* _WORK REQUIRED_: Restate each entry word for word, leaving nothing out.

* _DATASET_:
** Start **

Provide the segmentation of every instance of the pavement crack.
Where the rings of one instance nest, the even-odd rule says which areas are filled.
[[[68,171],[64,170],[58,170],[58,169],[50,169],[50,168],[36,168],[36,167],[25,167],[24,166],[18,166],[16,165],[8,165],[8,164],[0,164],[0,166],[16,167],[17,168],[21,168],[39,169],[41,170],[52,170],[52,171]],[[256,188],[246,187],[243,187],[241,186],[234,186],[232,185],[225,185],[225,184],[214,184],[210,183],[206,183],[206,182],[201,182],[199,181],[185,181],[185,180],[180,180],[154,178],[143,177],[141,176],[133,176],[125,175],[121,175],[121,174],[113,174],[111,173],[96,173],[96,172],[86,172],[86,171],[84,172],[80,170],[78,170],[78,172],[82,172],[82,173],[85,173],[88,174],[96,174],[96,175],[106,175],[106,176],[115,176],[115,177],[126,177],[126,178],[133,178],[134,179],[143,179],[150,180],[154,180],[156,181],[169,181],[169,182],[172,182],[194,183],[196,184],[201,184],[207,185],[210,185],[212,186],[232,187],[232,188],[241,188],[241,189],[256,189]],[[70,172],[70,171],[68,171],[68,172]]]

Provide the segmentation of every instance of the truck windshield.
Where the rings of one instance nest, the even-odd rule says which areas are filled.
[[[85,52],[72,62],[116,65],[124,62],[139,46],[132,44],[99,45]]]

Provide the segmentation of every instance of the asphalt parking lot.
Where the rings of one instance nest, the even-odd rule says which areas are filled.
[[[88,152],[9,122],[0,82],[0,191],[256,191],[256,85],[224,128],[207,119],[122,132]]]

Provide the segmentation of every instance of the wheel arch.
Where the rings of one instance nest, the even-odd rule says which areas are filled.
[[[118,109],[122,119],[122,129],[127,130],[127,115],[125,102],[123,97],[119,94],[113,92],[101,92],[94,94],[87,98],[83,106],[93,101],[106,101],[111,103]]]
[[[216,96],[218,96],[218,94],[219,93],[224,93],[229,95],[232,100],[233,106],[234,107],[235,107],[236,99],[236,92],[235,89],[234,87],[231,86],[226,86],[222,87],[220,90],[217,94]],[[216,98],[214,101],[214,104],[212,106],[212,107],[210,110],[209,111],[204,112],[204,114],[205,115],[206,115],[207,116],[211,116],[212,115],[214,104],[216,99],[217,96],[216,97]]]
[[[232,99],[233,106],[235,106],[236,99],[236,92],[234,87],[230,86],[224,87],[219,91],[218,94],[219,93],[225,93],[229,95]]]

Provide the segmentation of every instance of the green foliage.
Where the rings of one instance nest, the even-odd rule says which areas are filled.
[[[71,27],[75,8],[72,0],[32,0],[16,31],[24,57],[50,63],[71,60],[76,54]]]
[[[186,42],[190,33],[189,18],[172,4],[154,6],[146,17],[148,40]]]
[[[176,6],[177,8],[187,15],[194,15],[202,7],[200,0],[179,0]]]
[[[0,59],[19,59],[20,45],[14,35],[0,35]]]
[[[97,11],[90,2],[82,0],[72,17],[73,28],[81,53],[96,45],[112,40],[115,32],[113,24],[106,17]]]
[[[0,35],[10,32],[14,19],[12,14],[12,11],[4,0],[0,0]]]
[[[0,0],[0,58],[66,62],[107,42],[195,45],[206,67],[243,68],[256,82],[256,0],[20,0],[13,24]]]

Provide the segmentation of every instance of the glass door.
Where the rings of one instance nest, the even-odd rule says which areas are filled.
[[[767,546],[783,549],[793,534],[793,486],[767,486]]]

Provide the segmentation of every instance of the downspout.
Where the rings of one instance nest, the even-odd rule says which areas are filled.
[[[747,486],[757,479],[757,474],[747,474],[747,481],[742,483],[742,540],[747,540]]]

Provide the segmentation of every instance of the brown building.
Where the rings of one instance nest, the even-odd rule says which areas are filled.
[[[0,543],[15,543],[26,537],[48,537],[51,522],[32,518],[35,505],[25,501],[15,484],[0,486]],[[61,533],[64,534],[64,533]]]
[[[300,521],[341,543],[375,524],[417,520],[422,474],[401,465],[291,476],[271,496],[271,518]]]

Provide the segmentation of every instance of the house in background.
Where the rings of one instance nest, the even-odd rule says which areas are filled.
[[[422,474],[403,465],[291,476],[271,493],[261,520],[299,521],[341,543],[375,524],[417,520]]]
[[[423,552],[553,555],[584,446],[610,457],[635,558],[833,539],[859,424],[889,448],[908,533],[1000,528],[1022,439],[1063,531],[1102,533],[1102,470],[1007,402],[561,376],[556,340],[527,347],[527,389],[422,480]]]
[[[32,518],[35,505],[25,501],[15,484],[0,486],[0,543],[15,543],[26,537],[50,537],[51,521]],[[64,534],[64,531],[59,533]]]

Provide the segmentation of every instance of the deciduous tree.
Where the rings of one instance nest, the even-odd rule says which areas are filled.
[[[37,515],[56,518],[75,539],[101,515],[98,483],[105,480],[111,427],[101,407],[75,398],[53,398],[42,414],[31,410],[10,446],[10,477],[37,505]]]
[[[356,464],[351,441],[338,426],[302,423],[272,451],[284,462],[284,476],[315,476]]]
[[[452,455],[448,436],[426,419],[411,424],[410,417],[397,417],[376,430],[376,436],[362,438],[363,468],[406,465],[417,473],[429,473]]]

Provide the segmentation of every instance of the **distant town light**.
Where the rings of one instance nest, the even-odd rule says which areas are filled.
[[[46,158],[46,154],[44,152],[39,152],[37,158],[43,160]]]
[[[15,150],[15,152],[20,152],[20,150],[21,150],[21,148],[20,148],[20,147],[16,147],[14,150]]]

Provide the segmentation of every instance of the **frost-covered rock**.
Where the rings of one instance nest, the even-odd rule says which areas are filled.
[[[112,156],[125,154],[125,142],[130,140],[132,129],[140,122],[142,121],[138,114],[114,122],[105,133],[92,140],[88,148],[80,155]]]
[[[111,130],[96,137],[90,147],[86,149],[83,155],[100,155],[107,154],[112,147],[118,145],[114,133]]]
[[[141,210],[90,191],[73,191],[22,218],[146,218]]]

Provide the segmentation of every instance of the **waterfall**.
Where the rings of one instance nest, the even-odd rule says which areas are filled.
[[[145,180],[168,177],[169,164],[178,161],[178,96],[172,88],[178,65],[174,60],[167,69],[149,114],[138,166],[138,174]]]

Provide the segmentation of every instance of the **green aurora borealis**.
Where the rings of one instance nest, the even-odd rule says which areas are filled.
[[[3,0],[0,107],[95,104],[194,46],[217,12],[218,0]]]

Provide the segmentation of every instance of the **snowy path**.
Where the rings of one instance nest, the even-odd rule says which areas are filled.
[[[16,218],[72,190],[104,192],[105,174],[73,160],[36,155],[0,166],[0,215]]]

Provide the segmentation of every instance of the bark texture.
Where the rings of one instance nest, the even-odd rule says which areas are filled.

** End **

* _REPLY_:
Provide the segmentation of every instance of the pavement crack.
Where the rings of one instance nest, the even-odd rule says which areas are filled.
[[[68,171],[64,170],[58,170],[58,169],[50,169],[50,168],[36,168],[36,167],[25,167],[24,166],[18,166],[16,165],[8,165],[8,164],[0,164],[0,166],[16,167],[17,168],[21,168],[39,169],[41,170],[52,170],[52,171]],[[256,188],[246,187],[243,187],[241,186],[234,186],[232,185],[225,185],[225,184],[214,184],[210,183],[206,183],[206,182],[201,182],[199,181],[185,181],[185,180],[180,180],[154,178],[143,177],[141,176],[133,176],[125,175],[121,175],[121,174],[113,174],[111,173],[96,173],[96,172],[86,172],[86,171],[84,172],[80,170],[78,170],[78,172],[82,172],[82,173],[85,173],[88,174],[96,174],[96,175],[106,175],[106,176],[115,176],[115,177],[126,177],[126,178],[133,178],[134,179],[143,179],[150,180],[154,180],[156,181],[169,181],[169,182],[172,182],[194,183],[196,184],[201,184],[207,185],[210,185],[212,186],[232,187],[232,188],[241,188],[241,189],[256,189]],[[70,172],[70,171],[68,171],[68,172]]]

Provide the segmentation of every instance of the truck windshield.
Where the rings of one instance nest, the even-odd rule says which areas are filled.
[[[85,52],[72,62],[116,65],[124,62],[139,46],[132,44],[99,45]]]

Provide the segmentation of every instance of the asphalt parking lot.
Where the rings of one instance nest, the even-odd rule says which areas are filled.
[[[88,152],[9,122],[0,82],[0,191],[256,191],[256,85],[224,128],[207,119],[122,132]]]

Provide the segmentation of every instance of the wheel arch.
Where the rings of one instance nest, the even-odd rule says which areas are filled.
[[[118,109],[122,119],[122,129],[127,130],[127,115],[125,102],[123,97],[119,94],[113,92],[101,92],[94,94],[87,98],[83,106],[93,101],[106,101],[111,103]]]
[[[216,96],[218,96],[218,94],[219,93],[224,93],[229,95],[232,100],[233,106],[234,107],[235,107],[236,99],[236,92],[235,89],[234,87],[231,86],[226,86],[222,87],[220,90],[217,94]],[[216,98],[214,101],[214,104],[212,106],[212,107],[210,110],[209,111],[204,112],[204,114],[205,115],[206,115],[207,116],[211,116],[212,115],[214,104],[216,99],[217,96],[216,97]]]
[[[232,99],[233,106],[235,106],[236,99],[236,92],[234,87],[230,86],[224,87],[219,91],[218,94],[219,93],[225,93],[229,95]]]

Provide the segmentation of every instance of the green foliage.
Where the rings of one instance nest, the even-odd rule says which areas are filled.
[[[71,27],[75,8],[72,0],[32,0],[16,31],[24,57],[50,63],[71,60],[76,54]]]
[[[186,42],[190,33],[189,18],[172,4],[154,6],[146,17],[148,40]]]
[[[176,6],[177,8],[187,15],[194,15],[202,7],[200,0],[179,0]]]
[[[0,59],[19,59],[20,45],[14,35],[0,35]]]
[[[97,11],[90,2],[82,0],[72,17],[73,28],[81,53],[96,45],[112,40],[115,32],[113,24],[106,17]]]
[[[0,35],[10,32],[14,19],[12,14],[12,11],[4,0],[0,0]]]
[[[0,0],[0,58],[66,62],[107,42],[195,45],[206,67],[243,68],[256,82],[256,0],[20,0],[13,24]]]

Provide the segmentation of every instance of the glass door.
Where the rings of one instance nest, the even-odd rule says which areas are filled.
[[[767,546],[783,549],[793,534],[793,486],[767,486]]]

Provide the segmentation of every instance of the downspout.
Where the rings of one instance nest, the even-odd rule says which areas are filled.
[[[747,486],[757,479],[757,474],[747,474],[747,481],[742,483],[742,540],[747,540]]]

Provide the segmentation of every instance of the brown building.
Where the rings of one instance nest, the even-odd rule says which areas are filled.
[[[0,543],[15,543],[26,537],[48,537],[51,522],[32,518],[35,505],[25,501],[15,484],[0,486]],[[61,533],[64,534],[64,533]]]
[[[300,521],[341,543],[375,524],[417,520],[422,474],[401,465],[291,476],[271,496],[271,518]]]

Provide the segmentation of every instance of the house in background.
Where the rings of one instance nest, the even-odd rule says which areas are filled.
[[[422,474],[403,465],[291,476],[271,493],[261,520],[299,521],[341,543],[375,524],[417,520]]]
[[[423,552],[553,555],[584,446],[610,457],[635,558],[833,539],[859,424],[889,448],[908,533],[1000,528],[1022,439],[1063,531],[1102,533],[1102,470],[1007,402],[561,376],[556,340],[527,347],[527,389],[422,480]]]
[[[32,518],[35,505],[25,501],[15,484],[0,486],[0,543],[15,543],[26,537],[50,537],[51,521]],[[64,534],[64,531],[59,533]]]

Provide the segmentation of every instance of the deciduous tree.
Where the rings of one instance nest, the even-odd rule says which areas are filled.
[[[37,515],[56,518],[75,539],[101,515],[98,483],[105,480],[111,427],[101,407],[75,398],[53,398],[42,414],[31,410],[10,446],[10,477],[37,505]]]
[[[356,464],[351,441],[338,426],[302,423],[272,451],[284,462],[284,476],[315,476]]]
[[[452,455],[448,436],[426,419],[411,424],[410,417],[397,417],[376,430],[376,436],[362,438],[363,468],[406,465],[417,473],[429,473]]]

Provide the segmentation of every instance of the **distant town light**.
Where the rings of one instance nest, the even-odd rule says which areas are filled.
[[[46,158],[46,154],[44,152],[39,152],[37,158],[43,160]]]
[[[15,150],[15,152],[20,152],[20,150],[21,150],[21,148],[20,148],[20,147],[16,147],[14,150]]]

Provide the segmentation of every instance of the **frost-covered rock**.
Where the rings of one instance nest, the even-odd rule says which areas are filled.
[[[112,156],[125,154],[125,142],[130,140],[132,129],[140,122],[142,121],[138,114],[114,122],[105,133],[92,140],[88,148],[80,155]]]
[[[111,130],[96,137],[90,147],[86,149],[83,155],[100,155],[107,154],[112,147],[118,145],[114,133]]]
[[[141,210],[90,191],[73,191],[22,218],[146,218]]]

Provide the segmentation of every instance of the **waterfall**.
Where the rings of one instance nest, the even-odd rule says which areas are filled.
[[[145,180],[168,177],[169,164],[178,161],[178,96],[172,88],[178,65],[174,60],[167,69],[149,114],[138,166],[138,174]]]

Provide the segmentation of every instance of the **green aurora borealis**.
Where the rings of one instance nest, the even-odd rule says which areas are filled.
[[[3,0],[0,107],[95,104],[194,46],[217,12],[218,0]]]

Provide the segmentation of every instance of the **snowy path**.
Where the rings of one instance nest, the even-odd rule says which areas are filled.
[[[16,218],[72,190],[104,192],[105,174],[73,160],[36,155],[0,166],[0,215]]]

Provide the segmentation of every instance of the bark texture.
Where the rings of one instance nest, the even-odd rule says which areas are filled.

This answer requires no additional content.